Consignes de l'exercice:
1. Extrayez tel quel, du texte sur les attentats de 2015, le passage qui va de "Après plusieurs mois, la" à "car de 63 ans.".
2. Indiquez si chaque affirmation concorde avec le texte sur les attentats de 2015, en répondant par oui ou par non et en citant mot pour mot le passage qui tranche. (a) La première explosion au Stade de France a retenti à 21h20. (b) Le match opposait l'équipe de France à celle d'Italie. (c) Les supporters ont été évacués du stade aussitôt après les explosions.
3. Poursuivez le texte sur les attentats de 2015 à partir de sa dernière phrase.

Bloc de texte:
Début janvier 2015, les attaques perpétrées contre la rédaction de Charlie Hebdo et l'Hyper Casher avaient secoué la France, avec notamment le décès de plusieurs personnalités bien connues, dont les dessinateurs Charb, Wolinski ou Cabu. La traque qui avait suivi avait marqué les Français, jusqu'à la mort des trois terroristes et avant une marche de solidarité rassemblant de nombreux dirigeants mondiaux.
Après plusieurs mois, la tension était peu à peu retombée, même si la menace terroriste restait très présente. Mais l'ampleur des attaques du 13 novembre et l'organisation minutieuse des terroristes ont décuplé les inquiétudes en quelques minutes.
Trois kamikazes au Stade de France: un mort
C’était aussi un vendredi 13. Tout commence à 21h20 de ce soir de novembre, lorsqu'une explosion retentit devant les portes du Stade de France, où l’équipe nationale de football affronte celle d’Allemagne dans un match amical. Une seconde explosion est entendue à 21h53. La première victime est un chauffeur de car de 63 ans.
Aussitôt, le président de l'époque François Hollande est évacué du stade, et les 80'000 supporters présents enfermés jusqu’à la fin du match.
Fusillades sur des terrasses parisiennes: 39 morts
Au même moment, à 21h25, trois hommes dans une Seat noire mitraillent la terrasse du "Petit Cambodge" et le bar "Le Carillon". Ce sont ensuite le bar "A la Bonne Bière", la pizzeria "Casa Nostra" et le bistrot "La Belle Equipe" qui sont victimes de la fusillade.

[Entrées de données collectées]
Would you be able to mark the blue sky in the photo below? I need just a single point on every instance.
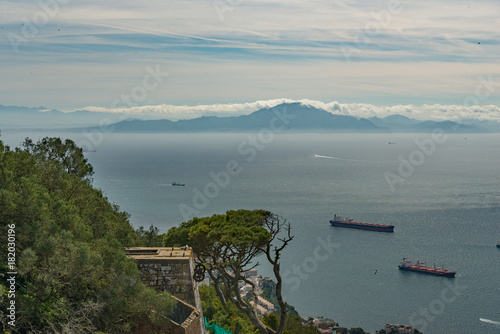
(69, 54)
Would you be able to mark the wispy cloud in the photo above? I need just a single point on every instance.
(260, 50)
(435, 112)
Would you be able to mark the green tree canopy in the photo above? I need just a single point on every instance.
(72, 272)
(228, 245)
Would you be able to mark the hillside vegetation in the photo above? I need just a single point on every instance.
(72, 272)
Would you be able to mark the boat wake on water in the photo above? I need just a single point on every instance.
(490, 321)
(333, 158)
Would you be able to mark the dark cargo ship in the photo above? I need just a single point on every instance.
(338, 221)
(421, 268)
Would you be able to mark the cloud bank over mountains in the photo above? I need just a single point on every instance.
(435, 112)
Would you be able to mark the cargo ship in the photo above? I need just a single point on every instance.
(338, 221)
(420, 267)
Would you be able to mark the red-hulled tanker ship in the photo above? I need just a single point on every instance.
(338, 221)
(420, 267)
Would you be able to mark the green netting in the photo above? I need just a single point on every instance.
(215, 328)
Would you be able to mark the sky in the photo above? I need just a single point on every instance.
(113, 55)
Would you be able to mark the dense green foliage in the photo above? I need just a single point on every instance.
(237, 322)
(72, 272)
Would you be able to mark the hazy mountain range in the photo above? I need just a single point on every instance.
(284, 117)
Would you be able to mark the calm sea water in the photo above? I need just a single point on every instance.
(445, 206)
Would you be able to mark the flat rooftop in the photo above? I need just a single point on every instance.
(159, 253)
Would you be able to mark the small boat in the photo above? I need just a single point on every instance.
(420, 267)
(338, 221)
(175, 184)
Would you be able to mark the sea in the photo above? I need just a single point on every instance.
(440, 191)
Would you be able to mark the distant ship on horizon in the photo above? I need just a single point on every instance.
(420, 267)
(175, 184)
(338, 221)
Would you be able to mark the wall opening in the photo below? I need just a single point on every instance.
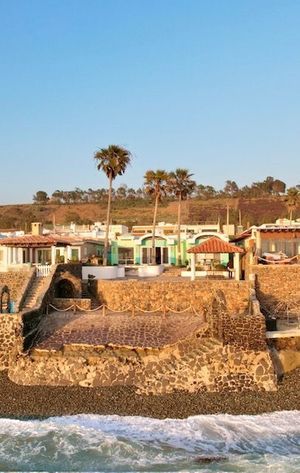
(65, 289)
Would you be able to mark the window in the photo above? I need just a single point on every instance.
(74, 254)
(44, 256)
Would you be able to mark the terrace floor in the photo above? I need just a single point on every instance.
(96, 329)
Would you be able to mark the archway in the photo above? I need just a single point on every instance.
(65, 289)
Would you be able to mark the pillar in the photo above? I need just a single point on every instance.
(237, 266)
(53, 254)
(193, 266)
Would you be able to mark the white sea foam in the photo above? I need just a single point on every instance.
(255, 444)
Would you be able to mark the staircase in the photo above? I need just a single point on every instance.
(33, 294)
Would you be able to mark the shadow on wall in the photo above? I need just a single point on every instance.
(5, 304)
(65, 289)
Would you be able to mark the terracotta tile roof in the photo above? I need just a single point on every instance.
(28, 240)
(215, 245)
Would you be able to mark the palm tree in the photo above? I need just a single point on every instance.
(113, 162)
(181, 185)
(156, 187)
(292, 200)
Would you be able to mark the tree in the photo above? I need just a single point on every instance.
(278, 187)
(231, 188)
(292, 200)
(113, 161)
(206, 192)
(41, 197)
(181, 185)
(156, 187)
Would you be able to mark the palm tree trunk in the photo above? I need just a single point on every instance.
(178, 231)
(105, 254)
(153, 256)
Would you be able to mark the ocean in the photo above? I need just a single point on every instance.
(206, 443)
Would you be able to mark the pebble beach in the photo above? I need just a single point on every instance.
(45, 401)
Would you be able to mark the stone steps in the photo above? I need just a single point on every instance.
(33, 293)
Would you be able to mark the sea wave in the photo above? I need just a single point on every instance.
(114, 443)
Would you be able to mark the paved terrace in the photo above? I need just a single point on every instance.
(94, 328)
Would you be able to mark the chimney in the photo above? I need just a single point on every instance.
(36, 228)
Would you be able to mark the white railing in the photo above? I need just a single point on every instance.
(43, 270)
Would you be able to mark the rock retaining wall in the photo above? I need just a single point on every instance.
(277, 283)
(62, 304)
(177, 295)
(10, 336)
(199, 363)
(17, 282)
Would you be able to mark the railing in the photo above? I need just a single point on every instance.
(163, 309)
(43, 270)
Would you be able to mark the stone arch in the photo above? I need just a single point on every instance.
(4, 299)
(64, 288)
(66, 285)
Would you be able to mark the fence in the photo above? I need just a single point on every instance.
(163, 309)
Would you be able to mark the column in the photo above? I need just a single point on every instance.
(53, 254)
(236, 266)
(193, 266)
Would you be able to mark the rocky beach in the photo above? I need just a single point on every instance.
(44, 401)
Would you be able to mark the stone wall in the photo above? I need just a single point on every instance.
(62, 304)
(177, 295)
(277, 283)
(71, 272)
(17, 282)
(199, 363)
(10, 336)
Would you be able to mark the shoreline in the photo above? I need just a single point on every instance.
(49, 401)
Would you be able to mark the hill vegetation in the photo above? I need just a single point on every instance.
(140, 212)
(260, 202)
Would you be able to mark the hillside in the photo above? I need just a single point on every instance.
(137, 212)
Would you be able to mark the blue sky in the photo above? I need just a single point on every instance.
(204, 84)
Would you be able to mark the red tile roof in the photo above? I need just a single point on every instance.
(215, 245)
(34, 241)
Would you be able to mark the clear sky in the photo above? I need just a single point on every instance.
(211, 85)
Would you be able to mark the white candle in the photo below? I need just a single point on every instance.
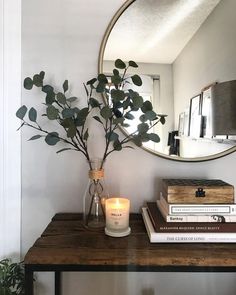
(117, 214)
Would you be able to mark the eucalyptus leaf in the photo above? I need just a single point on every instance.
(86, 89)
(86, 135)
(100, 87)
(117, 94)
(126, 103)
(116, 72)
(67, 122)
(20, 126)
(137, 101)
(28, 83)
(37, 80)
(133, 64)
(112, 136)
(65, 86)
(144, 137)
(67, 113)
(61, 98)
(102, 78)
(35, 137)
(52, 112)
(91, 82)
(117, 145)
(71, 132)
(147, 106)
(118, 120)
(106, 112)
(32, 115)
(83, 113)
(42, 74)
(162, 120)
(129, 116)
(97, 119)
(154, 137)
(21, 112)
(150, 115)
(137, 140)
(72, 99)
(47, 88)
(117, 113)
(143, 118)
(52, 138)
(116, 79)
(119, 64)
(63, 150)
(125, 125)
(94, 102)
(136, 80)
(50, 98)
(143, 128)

Corrigé de l'exercice:
1.
Après plusieurs mois, la tension était peu à peu retombée, même si la menace terroriste restait très présente. Mais l'ampleur des attaques du 13 novembre et l'organisation minutieuse des terroristes ont décuplé les inquiétudes en quelques minutes.
Trois kamikazes au Stade de France: un mort
C’était aussi un vendredi 13. Tout commence à 21h20 de ce soir de novembre, lorsqu'une explosion retentit devant les portes du Stade de France, où l’équipe nationale de football affronte celle d’Allemagne dans un match amical. Une seconde explosion est entendue à 21h53. La première victime est un chauffeur de car de 63 ans.

2.
(a) Oui : « Tout commence à 21h20 de ce soir de novembre, lorsqu'une explosion retentit devant les portes du Stade de France ».
(b) Non : « où l’équipe nationale de football affronte celle d’Allemagne dans un match amical ».
(c) Non : « les 80'000 supporters présents enfermés jusqu’à la fin du match ».

3.
Au café "Comptoir Voltaire", l’un des assaillants se fait exploser. En une demi-heure, 39 personnes sont tuées sous les tirs de fusils d’assaut.
Le Bataclan pris en otage: 90 morts
A 21h40, un troisième commando fait irruption dans la salle du "Bataclan", où 1500 personnes assistent à un concert du groupe de rock californien "Eagles of Death Metal". Nonante personnes sont tuées. Des survivants trouvent des cachettes ou feignent la mort parmi les cadavres enchevêtrés dans la fosse, d'autres parviennent à s'enfuir.
Peu avant 22h, un commissaire de police entre dans la salle, abat un assaillant dont la ceinture explose. Des otages sont retenus par les deux autres. A 00h18, lorsque les forces d’élite donnent l’assaut, tous deux meurent dans l’explosion de leurs ceintures.
L'assaut de Saint-Denis et la traque de Salah Abdeslam
Alors que l'organisation Etat islamique a revendiqué ces attentats, les enquêteurs ont longuement traqué les terroristes en fuite et leurs complices.
Une figure du djihadisme francophone en Syrie, le Belge Abdelhamid Abaaoud, coordinateur présumé des attaques et assaillant des terrasses, est tué le 18 novembre dans l'assaut de la police contre un appartement à Saint-Denis, de même qu'un complice qui se fait exploser et une cousine qui leur avait trouvé cette "planque".
Le seul membre des commandos encore en vie, le Franco-Belge Salah Abdeslam, est arrêté quatre mois plus tard à Bruxelles. Il doit être jugé début 2021 à Paris, en même temps que 19 autres suspects (logisticiens, convoyeurs et intermédiaires présumés). Cinq d'entre eux, probablement morts en zone irako-syrienne, seront jugés en leur absence.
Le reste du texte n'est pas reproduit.